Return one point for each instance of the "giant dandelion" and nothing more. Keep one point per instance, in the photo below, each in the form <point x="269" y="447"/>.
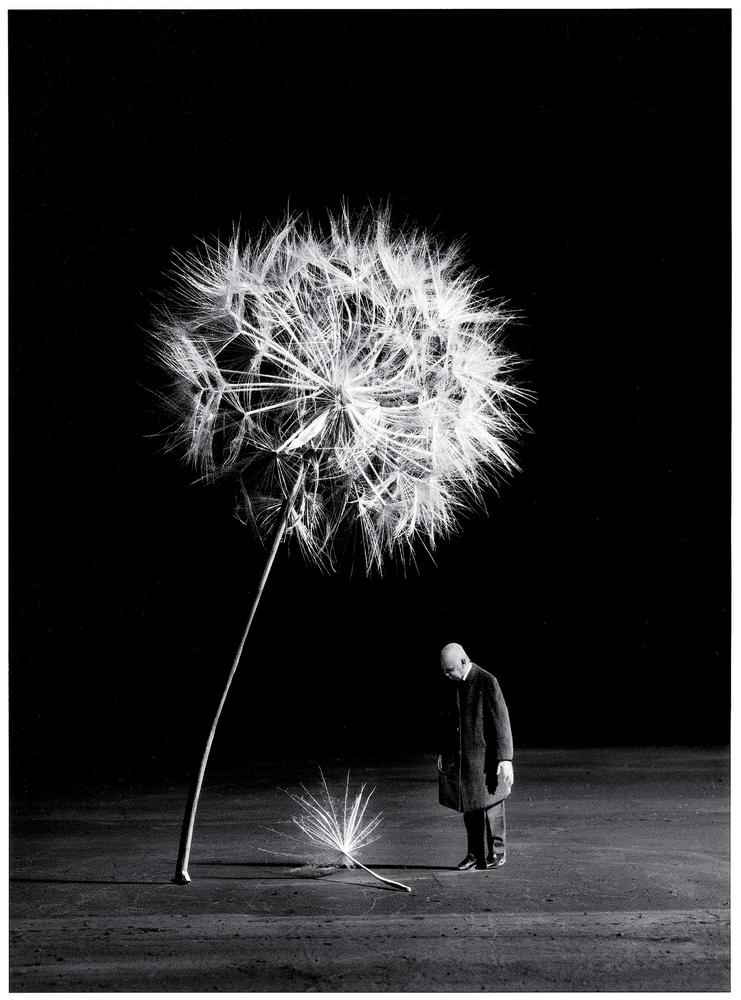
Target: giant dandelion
<point x="354" y="383"/>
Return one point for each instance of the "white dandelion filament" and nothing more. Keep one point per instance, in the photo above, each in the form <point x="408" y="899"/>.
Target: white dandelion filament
<point x="359" y="372"/>
<point x="325" y="826"/>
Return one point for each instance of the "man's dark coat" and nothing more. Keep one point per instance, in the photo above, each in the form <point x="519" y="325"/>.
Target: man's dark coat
<point x="475" y="734"/>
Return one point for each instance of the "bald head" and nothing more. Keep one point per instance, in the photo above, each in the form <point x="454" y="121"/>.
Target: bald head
<point x="454" y="661"/>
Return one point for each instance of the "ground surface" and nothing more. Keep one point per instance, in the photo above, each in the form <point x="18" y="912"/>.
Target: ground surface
<point x="617" y="879"/>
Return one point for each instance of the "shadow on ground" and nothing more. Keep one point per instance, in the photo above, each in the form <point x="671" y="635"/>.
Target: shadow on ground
<point x="617" y="880"/>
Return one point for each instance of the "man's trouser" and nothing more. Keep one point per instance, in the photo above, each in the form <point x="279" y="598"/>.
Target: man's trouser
<point x="487" y="831"/>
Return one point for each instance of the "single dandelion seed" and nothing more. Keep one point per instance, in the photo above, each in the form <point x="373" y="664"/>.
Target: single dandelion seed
<point x="354" y="384"/>
<point x="339" y="825"/>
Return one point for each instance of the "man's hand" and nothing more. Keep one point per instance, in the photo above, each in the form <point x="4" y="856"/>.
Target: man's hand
<point x="506" y="772"/>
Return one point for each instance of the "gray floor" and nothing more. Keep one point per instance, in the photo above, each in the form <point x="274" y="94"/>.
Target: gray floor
<point x="617" y="880"/>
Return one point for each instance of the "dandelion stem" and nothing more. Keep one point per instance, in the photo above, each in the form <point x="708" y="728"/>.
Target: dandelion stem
<point x="186" y="836"/>
<point x="388" y="881"/>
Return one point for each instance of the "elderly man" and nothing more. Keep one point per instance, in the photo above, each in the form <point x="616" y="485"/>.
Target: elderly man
<point x="475" y="759"/>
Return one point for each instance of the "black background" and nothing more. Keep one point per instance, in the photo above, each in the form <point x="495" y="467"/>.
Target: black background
<point x="586" y="157"/>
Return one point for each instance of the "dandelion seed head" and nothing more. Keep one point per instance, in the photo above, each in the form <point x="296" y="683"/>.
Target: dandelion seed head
<point x="362" y="360"/>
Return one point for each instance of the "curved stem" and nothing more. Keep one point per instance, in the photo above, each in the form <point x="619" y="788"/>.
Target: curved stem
<point x="388" y="881"/>
<point x="186" y="835"/>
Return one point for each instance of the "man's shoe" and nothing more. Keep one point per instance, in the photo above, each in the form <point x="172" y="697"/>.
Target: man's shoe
<point x="496" y="860"/>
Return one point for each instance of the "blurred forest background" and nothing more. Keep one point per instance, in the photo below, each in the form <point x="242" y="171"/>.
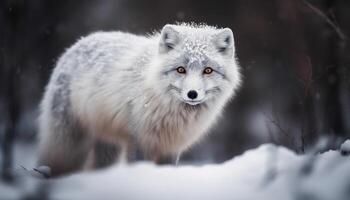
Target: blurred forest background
<point x="294" y="54"/>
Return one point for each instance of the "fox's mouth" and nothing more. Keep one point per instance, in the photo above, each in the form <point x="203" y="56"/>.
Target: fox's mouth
<point x="193" y="102"/>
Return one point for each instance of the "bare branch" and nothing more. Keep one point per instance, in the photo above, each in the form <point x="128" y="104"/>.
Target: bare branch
<point x="340" y="33"/>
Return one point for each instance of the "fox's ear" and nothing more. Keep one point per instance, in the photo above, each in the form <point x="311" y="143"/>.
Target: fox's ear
<point x="224" y="41"/>
<point x="169" y="38"/>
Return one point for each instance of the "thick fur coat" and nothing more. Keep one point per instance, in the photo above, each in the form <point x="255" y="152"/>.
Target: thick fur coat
<point x="124" y="91"/>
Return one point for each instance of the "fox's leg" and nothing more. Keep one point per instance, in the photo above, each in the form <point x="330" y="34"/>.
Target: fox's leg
<point x="103" y="154"/>
<point x="64" y="144"/>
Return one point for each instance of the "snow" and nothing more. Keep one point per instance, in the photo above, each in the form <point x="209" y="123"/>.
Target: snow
<point x="267" y="172"/>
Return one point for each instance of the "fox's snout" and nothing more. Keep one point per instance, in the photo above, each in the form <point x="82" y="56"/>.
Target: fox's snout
<point x="192" y="94"/>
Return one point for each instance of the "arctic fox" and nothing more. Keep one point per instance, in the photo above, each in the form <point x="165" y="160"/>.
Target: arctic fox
<point x="160" y="93"/>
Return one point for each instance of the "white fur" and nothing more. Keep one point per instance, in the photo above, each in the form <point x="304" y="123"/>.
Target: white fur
<point x="117" y="92"/>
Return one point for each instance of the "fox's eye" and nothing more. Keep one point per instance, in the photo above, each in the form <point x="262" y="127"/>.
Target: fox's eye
<point x="208" y="70"/>
<point x="181" y="70"/>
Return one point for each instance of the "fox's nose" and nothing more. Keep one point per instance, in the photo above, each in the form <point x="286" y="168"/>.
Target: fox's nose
<point x="192" y="94"/>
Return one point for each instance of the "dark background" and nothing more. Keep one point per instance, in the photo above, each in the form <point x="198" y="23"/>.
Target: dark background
<point x="294" y="55"/>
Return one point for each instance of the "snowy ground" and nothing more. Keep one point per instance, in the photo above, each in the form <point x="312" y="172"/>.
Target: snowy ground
<point x="268" y="172"/>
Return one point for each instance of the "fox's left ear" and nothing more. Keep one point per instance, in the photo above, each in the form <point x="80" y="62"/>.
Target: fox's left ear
<point x="224" y="41"/>
<point x="169" y="38"/>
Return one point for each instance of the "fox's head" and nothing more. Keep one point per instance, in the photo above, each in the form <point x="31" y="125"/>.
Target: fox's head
<point x="196" y="64"/>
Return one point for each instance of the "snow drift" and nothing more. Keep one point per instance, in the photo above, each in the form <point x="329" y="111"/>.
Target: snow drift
<point x="268" y="172"/>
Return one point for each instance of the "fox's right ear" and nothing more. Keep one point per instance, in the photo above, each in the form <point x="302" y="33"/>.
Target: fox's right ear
<point x="169" y="38"/>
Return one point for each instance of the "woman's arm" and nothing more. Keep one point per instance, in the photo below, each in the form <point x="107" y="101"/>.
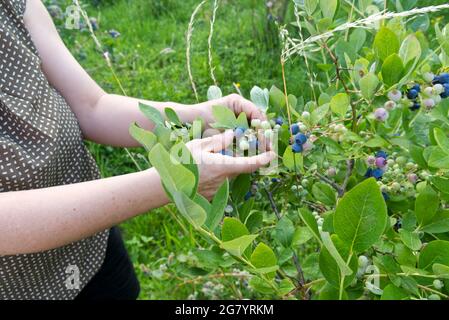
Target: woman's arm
<point x="43" y="219"/>
<point x="105" y="118"/>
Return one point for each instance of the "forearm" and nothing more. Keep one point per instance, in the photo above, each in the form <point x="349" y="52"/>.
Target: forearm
<point x="44" y="219"/>
<point x="108" y="121"/>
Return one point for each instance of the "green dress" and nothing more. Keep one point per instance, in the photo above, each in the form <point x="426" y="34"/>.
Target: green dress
<point x="41" y="145"/>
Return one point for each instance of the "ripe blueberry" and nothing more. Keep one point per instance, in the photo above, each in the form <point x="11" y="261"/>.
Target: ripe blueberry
<point x="412" y="94"/>
<point x="294" y="129"/>
<point x="381" y="154"/>
<point x="300" y="138"/>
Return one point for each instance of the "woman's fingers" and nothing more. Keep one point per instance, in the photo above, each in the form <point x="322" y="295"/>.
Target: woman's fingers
<point x="251" y="164"/>
<point x="217" y="142"/>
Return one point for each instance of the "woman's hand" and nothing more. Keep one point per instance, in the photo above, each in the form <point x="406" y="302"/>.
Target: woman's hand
<point x="236" y="103"/>
<point x="215" y="168"/>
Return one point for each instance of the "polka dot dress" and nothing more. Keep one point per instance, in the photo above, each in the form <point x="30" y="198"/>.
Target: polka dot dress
<point x="41" y="145"/>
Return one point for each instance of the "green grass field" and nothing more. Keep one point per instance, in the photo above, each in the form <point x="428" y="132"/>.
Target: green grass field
<point x="150" y="60"/>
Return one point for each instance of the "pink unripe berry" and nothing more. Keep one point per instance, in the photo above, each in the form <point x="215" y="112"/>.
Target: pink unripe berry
<point x="395" y="95"/>
<point x="413" y="178"/>
<point x="381" y="162"/>
<point x="429" y="103"/>
<point x="371" y="160"/>
<point x="381" y="114"/>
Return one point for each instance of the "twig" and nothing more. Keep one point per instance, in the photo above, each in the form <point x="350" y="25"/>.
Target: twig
<point x="340" y="78"/>
<point x="350" y="168"/>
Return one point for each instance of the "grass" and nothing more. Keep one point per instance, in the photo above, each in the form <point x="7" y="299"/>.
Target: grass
<point x="149" y="58"/>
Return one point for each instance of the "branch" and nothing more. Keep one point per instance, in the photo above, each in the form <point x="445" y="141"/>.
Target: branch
<point x="339" y="69"/>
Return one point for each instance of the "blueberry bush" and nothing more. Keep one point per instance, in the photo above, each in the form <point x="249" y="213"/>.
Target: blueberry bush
<point x="356" y="205"/>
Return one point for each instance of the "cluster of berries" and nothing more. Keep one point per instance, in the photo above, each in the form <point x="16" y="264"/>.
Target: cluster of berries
<point x="377" y="165"/>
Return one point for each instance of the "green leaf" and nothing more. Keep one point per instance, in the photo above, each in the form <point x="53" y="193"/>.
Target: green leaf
<point x="310" y="6"/>
<point x="392" y="70"/>
<point x="319" y="113"/>
<point x="242" y="121"/>
<point x="340" y="104"/>
<point x="361" y="216"/>
<point x="146" y="138"/>
<point x="324" y="193"/>
<point x="214" y="93"/>
<point x="224" y="117"/>
<point x="386" y="43"/>
<point x="426" y="205"/>
<point x="233" y="228"/>
<point x="152" y="114"/>
<point x="328" y="8"/>
<point x="334" y="269"/>
<point x="237" y="246"/>
<point x="192" y="211"/>
<point x="174" y="176"/>
<point x="410" y="49"/>
<point x="260" y="97"/>
<point x="264" y="257"/>
<point x="172" y="116"/>
<point x="368" y="85"/>
<point x="391" y="292"/>
<point x="434" y="252"/>
<point x="438" y="159"/>
<point x="310" y="221"/>
<point x="284" y="231"/>
<point x="410" y="239"/>
<point x="442" y="139"/>
<point x="441" y="270"/>
<point x="218" y="206"/>
<point x="301" y="236"/>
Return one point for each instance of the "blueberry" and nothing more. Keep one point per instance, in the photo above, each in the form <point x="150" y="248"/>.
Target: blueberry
<point x="412" y="94"/>
<point x="294" y="128"/>
<point x="300" y="138"/>
<point x="253" y="144"/>
<point x="417" y="87"/>
<point x="279" y="121"/>
<point x="442" y="78"/>
<point x="378" y="173"/>
<point x="297" y="148"/>
<point x="239" y="132"/>
<point x="381" y="154"/>
<point x="416" y="106"/>
<point x="445" y="94"/>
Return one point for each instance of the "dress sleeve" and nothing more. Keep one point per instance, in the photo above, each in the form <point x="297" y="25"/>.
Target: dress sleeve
<point x="17" y="6"/>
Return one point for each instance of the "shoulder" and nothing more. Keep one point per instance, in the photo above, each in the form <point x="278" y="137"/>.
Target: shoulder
<point x="17" y="6"/>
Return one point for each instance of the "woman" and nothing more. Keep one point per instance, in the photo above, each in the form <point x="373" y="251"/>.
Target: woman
<point x="55" y="214"/>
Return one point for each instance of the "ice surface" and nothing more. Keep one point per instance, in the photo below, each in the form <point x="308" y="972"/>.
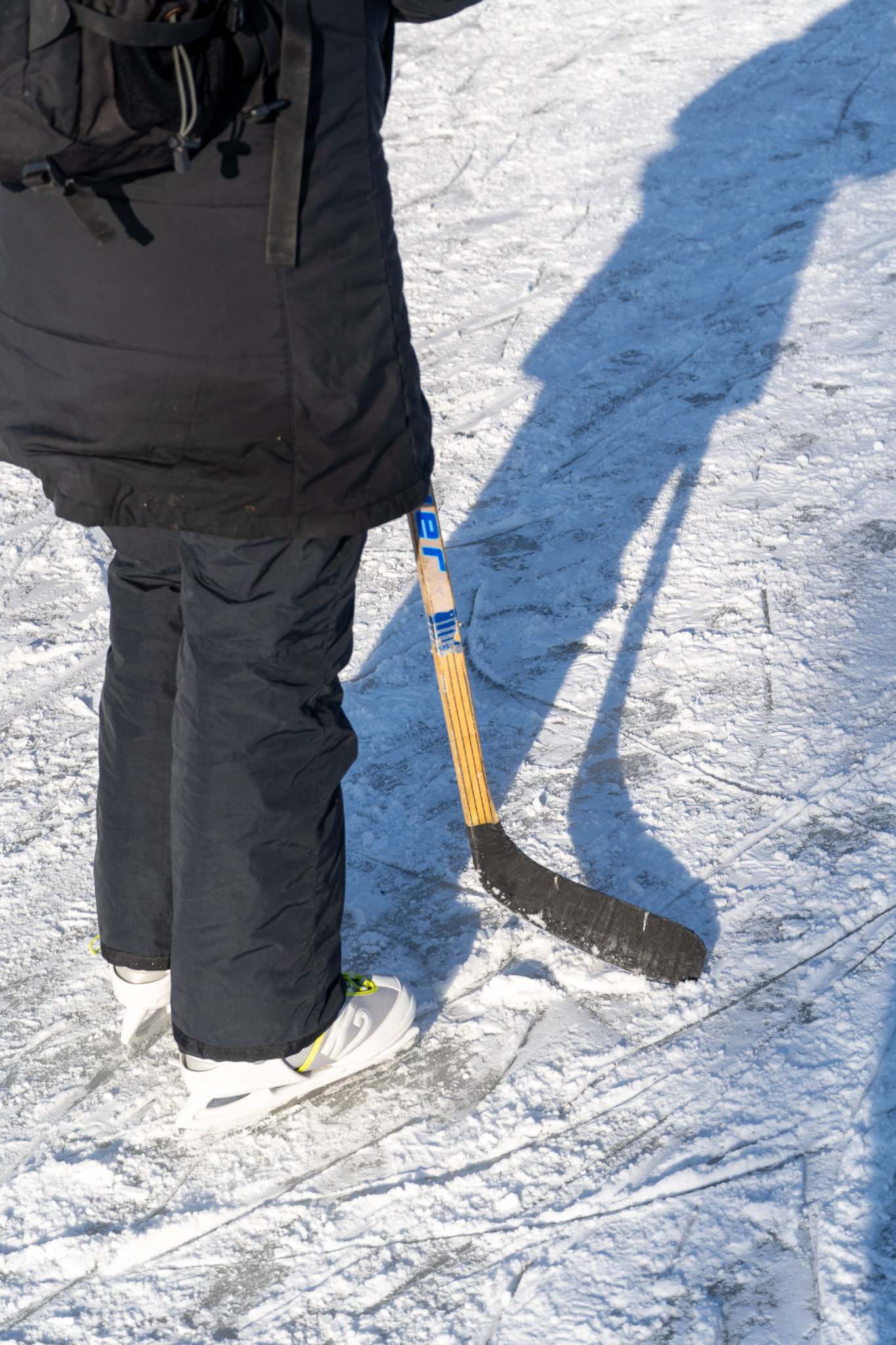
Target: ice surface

Your goal
Show each line of the entries above that contains the word "floor".

Answer
Return one point for each instance of the "gray floor" and nothing more. Keep one point per instance, in the photo above, each in the form <point x="274" y="94"/>.
Target: gray floor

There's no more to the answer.